TEXTE SOURCE:
★ ★ ★

Au delà de ça, lorsqu'on referme J'ai choisi la liberté ! on se dit que ce que l'on vient de lire était peut-être plus qu'un livre. On réalise que c'était un cri, un appel. Aux secours. C'est peut-être ce qui donne à l'ouvrage une résonance toute particulière, cette connexion directe avec la réalité immédiate, où, par exemple, Kravchenko raconte les conditions même de l'écriture du livre, et où, là encore, la réalité dépasse la fiction.
Par ailleurs, même si cela semble aller de soi, soulignons aussi tout l'intérêt du livre d'un point de vue historique, car il permet vraiment de comprendre de façon assez détaillée comment fonctionnait le système communiste, et comment se sont déroulés certains événements précis. Rappelons à cet égard ce qu'écrivait Schopenhauer :
J’irai même, au point de vue de la connaissance intime de la nature humaine, jusqu’à attribuer aux biographies, et principalement aux autobiographies, une plus grande valeur qu’à l’histoire proprement dite, du moins telle qu’elle est ordinairement traitée. D’une part en effet, pour les premières, les données sont plus directement et plus complètement réunies que pour la seconde ; d’autre part, dans l’histoire proprement dite, ce ne sont pas tant les hommes qui agissent, que les peuples et les armées ; les quelques individus qui s’y présentent apparaissent dans un si grand éloignement, avec un entourage et une suite si considérables ; ils sont de plus couverts d’habits officiels si raides, de cuirasses si lourdes et si inflexibles, que véritablement, à travers tous ces obstacles, il est fort difficile de reconnaître les mouvements humains. Au contraire, une biographie fidèle nous montre dans une sphère étroite la façon d’agir de l’homme avec toutes ses nuances et toutes ses formes, sagesse, vertu, sainteté chez quelques-uns, bêtise, bassesse, malignité chez la plupart, et chez d’autres aussi scélératesse.

★ ★ ★

MATÉRIEL FOURNI:
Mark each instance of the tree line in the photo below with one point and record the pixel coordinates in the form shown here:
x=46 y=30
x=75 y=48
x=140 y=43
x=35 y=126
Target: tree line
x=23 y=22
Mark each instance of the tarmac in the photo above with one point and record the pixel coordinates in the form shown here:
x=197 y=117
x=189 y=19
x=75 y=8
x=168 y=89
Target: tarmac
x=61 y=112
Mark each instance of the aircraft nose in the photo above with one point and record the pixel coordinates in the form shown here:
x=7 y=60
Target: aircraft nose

★ ★ ★

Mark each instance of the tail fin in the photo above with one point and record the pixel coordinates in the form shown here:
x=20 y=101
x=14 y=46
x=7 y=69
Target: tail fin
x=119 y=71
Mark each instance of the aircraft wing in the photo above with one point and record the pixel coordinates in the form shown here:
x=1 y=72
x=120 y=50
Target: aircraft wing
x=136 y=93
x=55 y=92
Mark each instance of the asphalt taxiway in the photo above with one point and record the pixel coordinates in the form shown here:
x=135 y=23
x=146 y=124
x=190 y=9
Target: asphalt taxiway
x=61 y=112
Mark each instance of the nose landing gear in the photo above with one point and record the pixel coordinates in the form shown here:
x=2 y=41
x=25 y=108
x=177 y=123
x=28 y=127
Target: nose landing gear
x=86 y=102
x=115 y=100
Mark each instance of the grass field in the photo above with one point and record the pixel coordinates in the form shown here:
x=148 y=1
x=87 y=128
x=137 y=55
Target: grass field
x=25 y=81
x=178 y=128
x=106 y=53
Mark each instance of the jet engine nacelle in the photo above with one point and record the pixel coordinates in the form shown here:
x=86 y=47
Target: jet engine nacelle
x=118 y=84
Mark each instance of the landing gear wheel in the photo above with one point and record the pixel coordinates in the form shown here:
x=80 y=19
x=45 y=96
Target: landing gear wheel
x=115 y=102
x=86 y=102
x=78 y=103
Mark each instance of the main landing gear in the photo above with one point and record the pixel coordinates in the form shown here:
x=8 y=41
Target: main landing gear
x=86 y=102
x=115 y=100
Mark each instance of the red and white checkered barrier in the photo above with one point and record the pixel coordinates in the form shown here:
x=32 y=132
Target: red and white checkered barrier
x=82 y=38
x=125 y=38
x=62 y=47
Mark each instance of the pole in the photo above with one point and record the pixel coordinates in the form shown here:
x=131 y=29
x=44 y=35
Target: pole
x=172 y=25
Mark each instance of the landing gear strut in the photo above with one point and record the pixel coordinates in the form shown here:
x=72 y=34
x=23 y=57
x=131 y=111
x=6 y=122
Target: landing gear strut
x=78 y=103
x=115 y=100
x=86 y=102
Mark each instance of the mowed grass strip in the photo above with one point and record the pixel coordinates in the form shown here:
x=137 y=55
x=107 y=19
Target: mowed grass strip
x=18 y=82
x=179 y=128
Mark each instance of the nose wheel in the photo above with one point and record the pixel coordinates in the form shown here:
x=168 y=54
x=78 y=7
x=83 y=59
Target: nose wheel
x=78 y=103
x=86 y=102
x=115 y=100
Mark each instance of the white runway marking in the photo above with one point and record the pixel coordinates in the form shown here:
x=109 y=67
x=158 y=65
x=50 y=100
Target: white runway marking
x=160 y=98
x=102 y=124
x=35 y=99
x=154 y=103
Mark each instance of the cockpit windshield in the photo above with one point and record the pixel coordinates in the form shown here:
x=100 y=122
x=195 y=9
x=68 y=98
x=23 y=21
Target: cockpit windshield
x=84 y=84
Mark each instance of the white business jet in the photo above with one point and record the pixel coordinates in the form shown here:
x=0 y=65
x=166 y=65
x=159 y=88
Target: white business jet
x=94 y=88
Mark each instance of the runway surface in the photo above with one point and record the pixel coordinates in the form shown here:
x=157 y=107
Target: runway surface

★ ★ ★

EXERCICES À RÉSOUDRE:
a – Dites si chacune des affirmations suivantes concorde avec le texte sur le livre de Kravchenko, en répondant par oui ou non et en citant textuellement les mots décisifs. (i) Kravchenko décrit dans son livre les conditions dans lesquelles il l'a écrit. (ii) D'après la citation de Schopenhauer, l'histoire proprement dite a plus de valeur que les autobiographies pour connaître la nature humaine. (iii) D'après la même citation, une biographie fidèle montre l'homme dans une sphère vaste.
b – Donnez la suite du texte sur le livre de Kravchenko, s'il vous plaît.
Les enregistrements ne sont pas nécessaires.

RÉPONSES:
a –
(i) Oui : « Kravchenko raconte les conditions même de l'écriture du livre ».
(ii) Non : « attribuer aux biographies, et principalement aux autobiographies, une plus grande valeur qu’à l’histoire proprement dite ».
(iii) Non : « une biographie fidèle nous montre dans une sphère étroite la façon d’agir de l’homme ».

b –
Voici, esquissées, quelques unes des raisons pour lesquelles Kravchenko vaut encore la peine d'être lu ou relu. Voilà pourquoi le nom de Kravchenko devrait sortir de l'oubli. Il serait donc grand temps que ce bijou historique qu'est J'ai choisi la liberté ! soit réédité. Car il ne faut pas perdre de vue qu'il y a encore des gens qui, aujourd'hui, vivent sous des régimes semblables à celui que Kravchenko a connu. Et il y a encore des gens qui, parfois sans s'en rendre compte, appellent de leur vœux un système comme celui-ci.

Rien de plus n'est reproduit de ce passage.